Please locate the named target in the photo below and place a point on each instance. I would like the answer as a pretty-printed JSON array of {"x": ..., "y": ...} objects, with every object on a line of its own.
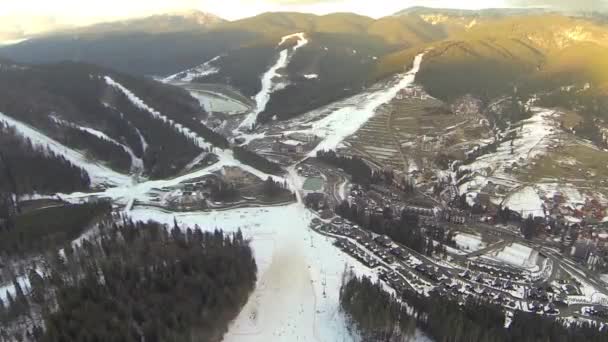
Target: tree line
[
  {"x": 37, "y": 231},
  {"x": 403, "y": 228},
  {"x": 394, "y": 318},
  {"x": 136, "y": 282},
  {"x": 27, "y": 169}
]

WORK ORDER: Give the lines of the entries above exactly as they appear, leaving out each picture.

RESULT BELOW:
Please locate the named target in the photo below and place a point on each instance. I would like the answer as a pretty-printed JSON array of {"x": ..., "y": ...} objects, with every object on a line of its own.
Target: tree line
[
  {"x": 37, "y": 231},
  {"x": 403, "y": 228},
  {"x": 394, "y": 318},
  {"x": 136, "y": 282},
  {"x": 27, "y": 169}
]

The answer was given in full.